▸ **Votre consigne**
Mettez à jour l'extrait sur le projet de loi audiovisuel : redonnez la partie qui commence par les mots contenant « Le projet de loi qui » et se termine par « délégation aux outre-mer. », en remplaçant « recommandations » par « propositions ».

▸ **Texte source**
# # # # # # #

Je suis ravie que la commission examine enfin le projet de loi relatif à la communication audiovisuelle et à la souveraineté culturelle à l'ère numérique, un texte très attendu non seulement par la filière audiovisuelle et cinématographique mais également par les membres de notre commission, dont plusieurs ont participé à la mission d'information que le président Studer avait souhaité créer dès le début, ou presque, de la législature.
En tant que rapporteure de cette mission d'information, présidée par M. Pierre-Yves Bournazel, j'avais préconisé un ensemble de mesures pour actualiser la loi de 1986, devenue complexe et peu lisible du fait de la sédimentation législative, et pour tirer les conséquences des bouleversements sociologiques et économiques induits par la révolution numérique.
Le projet de loi qui nous est aujourd'hui soumis met en oeuvre une large partie des recommandations de la mission d'information. Je ne peux que m'en féliciter, car cela montre que le Parlement a toute sa place dans l'initiative de la loi. Je salue aussi les nombreuses initiatives de nos collègues, tels les rapports pour avis dans le cadre des discussions budgétaires, ou les rapports de la délégation aux outre-mer.
Le projet de loi consacre notamment, dans son titre Ier, la nécessité de moderniser le soutien à la création audiovisuelle et cinématographique, notamment la contribution au développement de la production des éditeurs de chaînes de télévision et des services de médias virtuels à la demande. Dans mon rapport d'information, j'avais appelé à renvoyer plus fréquemment aux accords professionnels entre éditeurs et producteurs dont on a vu ces dernières années qu'ils permettaient au secteur de trouver des compromis féconds. C'est tout l'objet de l'article 1er du projet de loi, qui renvoie à un décret le soin d'établir non seulement des dispositions socles, mais aussi, des marges de manoeuvre pour la négociation professionnelle.
Vous le savez, monsieur le ministre, la rédaction actuelle du texte de loi, comme du projet de décret, suscite des inquiétudes assez vives, parmi les éditeurs et les producteurs. Des clarifications pourront être apportées au texte. Je pense notamment à la mention des mandats de commercialisation, qui doivent être intégrés à la définition de la production indépendante. De la même manière, il semble nécessaire de prévoir une contribution minimale, applicable en matière d'oeuvres cinématographiques, pour éviter toute mutualisation des obligations dans la part dépendante.
Il importe également de préciser la répartition entre les oeuvres européennes et les oeuvres d'expression originale française car elle n'est pas anodine pour les acteurs étrangers qui y seront désormais soumis, alors que la plupart d'entre eux proposent des contenus principalement sinon exclusivement américains.

# # # # # # #

▸ **Extraits de données**
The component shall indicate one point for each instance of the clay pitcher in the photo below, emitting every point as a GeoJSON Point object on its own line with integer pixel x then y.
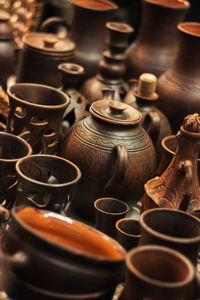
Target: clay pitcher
{"type": "Point", "coordinates": [178, 87]}
{"type": "Point", "coordinates": [156, 45]}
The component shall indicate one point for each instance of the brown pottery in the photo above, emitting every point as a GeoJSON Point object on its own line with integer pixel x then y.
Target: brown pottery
{"type": "Point", "coordinates": [77, 110]}
{"type": "Point", "coordinates": [36, 113]}
{"type": "Point", "coordinates": [46, 181]}
{"type": "Point", "coordinates": [7, 49]}
{"type": "Point", "coordinates": [144, 98]}
{"type": "Point", "coordinates": [112, 66]}
{"type": "Point", "coordinates": [155, 272]}
{"type": "Point", "coordinates": [12, 148]}
{"type": "Point", "coordinates": [87, 31]}
{"type": "Point", "coordinates": [178, 87]}
{"type": "Point", "coordinates": [114, 153]}
{"type": "Point", "coordinates": [156, 44]}
{"type": "Point", "coordinates": [40, 56]}
{"type": "Point", "coordinates": [178, 185]}
{"type": "Point", "coordinates": [107, 212]}
{"type": "Point", "coordinates": [60, 258]}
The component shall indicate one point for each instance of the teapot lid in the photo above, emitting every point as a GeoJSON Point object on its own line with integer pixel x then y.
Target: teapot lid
{"type": "Point", "coordinates": [115, 112]}
{"type": "Point", "coordinates": [48, 42]}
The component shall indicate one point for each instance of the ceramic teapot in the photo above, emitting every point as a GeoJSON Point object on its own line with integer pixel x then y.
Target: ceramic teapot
{"type": "Point", "coordinates": [113, 151]}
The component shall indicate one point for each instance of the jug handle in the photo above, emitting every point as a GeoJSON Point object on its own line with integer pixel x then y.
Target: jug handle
{"type": "Point", "coordinates": [152, 119]}
{"type": "Point", "coordinates": [46, 24]}
{"type": "Point", "coordinates": [119, 168]}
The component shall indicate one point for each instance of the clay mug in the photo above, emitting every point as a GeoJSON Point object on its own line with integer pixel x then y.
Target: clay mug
{"type": "Point", "coordinates": [12, 148]}
{"type": "Point", "coordinates": [155, 272]}
{"type": "Point", "coordinates": [46, 182]}
{"type": "Point", "coordinates": [107, 212]}
{"type": "Point", "coordinates": [36, 113]}
{"type": "Point", "coordinates": [128, 232]}
{"type": "Point", "coordinates": [172, 228]}
{"type": "Point", "coordinates": [59, 258]}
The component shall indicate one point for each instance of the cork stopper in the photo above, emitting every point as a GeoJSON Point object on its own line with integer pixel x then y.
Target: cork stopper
{"type": "Point", "coordinates": [147, 85]}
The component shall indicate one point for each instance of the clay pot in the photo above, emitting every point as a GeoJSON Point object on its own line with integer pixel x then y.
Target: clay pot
{"type": "Point", "coordinates": [128, 232]}
{"type": "Point", "coordinates": [178, 87]}
{"type": "Point", "coordinates": [156, 44]}
{"type": "Point", "coordinates": [162, 226]}
{"type": "Point", "coordinates": [89, 17]}
{"type": "Point", "coordinates": [107, 212]}
{"type": "Point", "coordinates": [40, 56]}
{"type": "Point", "coordinates": [71, 75]}
{"type": "Point", "coordinates": [46, 181]}
{"type": "Point", "coordinates": [57, 253]}
{"type": "Point", "coordinates": [155, 272]}
{"type": "Point", "coordinates": [7, 49]}
{"type": "Point", "coordinates": [113, 152]}
{"type": "Point", "coordinates": [12, 148]}
{"type": "Point", "coordinates": [36, 113]}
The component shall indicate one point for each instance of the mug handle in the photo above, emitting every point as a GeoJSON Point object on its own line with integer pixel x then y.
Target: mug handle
{"type": "Point", "coordinates": [53, 21]}
{"type": "Point", "coordinates": [119, 168]}
{"type": "Point", "coordinates": [152, 125]}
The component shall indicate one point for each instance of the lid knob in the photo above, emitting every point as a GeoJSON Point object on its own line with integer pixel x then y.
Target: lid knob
{"type": "Point", "coordinates": [147, 85]}
{"type": "Point", "coordinates": [49, 42]}
{"type": "Point", "coordinates": [117, 106]}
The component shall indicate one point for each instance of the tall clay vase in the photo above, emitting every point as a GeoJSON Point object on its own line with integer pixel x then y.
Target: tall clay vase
{"type": "Point", "coordinates": [155, 47]}
{"type": "Point", "coordinates": [179, 87]}
{"type": "Point", "coordinates": [88, 31]}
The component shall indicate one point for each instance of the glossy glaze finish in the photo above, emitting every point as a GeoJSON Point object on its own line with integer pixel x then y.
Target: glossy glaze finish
{"type": "Point", "coordinates": [114, 153]}
{"type": "Point", "coordinates": [178, 87]}
{"type": "Point", "coordinates": [54, 269]}
{"type": "Point", "coordinates": [178, 185]}
{"type": "Point", "coordinates": [155, 272]}
{"type": "Point", "coordinates": [36, 113]}
{"type": "Point", "coordinates": [164, 227]}
{"type": "Point", "coordinates": [156, 44]}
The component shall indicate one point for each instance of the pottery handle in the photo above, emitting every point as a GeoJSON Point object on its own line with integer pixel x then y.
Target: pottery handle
{"type": "Point", "coordinates": [51, 22]}
{"type": "Point", "coordinates": [152, 125]}
{"type": "Point", "coordinates": [119, 168]}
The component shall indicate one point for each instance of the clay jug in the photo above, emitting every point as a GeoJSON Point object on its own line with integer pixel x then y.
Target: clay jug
{"type": "Point", "coordinates": [156, 45]}
{"type": "Point", "coordinates": [113, 151]}
{"type": "Point", "coordinates": [178, 87]}
{"type": "Point", "coordinates": [87, 31]}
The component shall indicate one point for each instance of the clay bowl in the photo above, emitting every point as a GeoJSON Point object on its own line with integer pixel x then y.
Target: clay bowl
{"type": "Point", "coordinates": [60, 258]}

# # # # # # #

▸ **Réponse attendue**
Le projet de loi qui nous est aujourd'hui soumis met en oeuvre une large partie des propositions de la mission d'information. Je ne peux que m'en féliciter, car cela montre que le Parlement a toute sa place dans l'initiative de la loi. Je salue aussi les nombreuses initiatives de nos collègues, tels les rapports pour avis dans le cadre des discussions budgétaires, ou les rapports de la délégation aux outre-mer.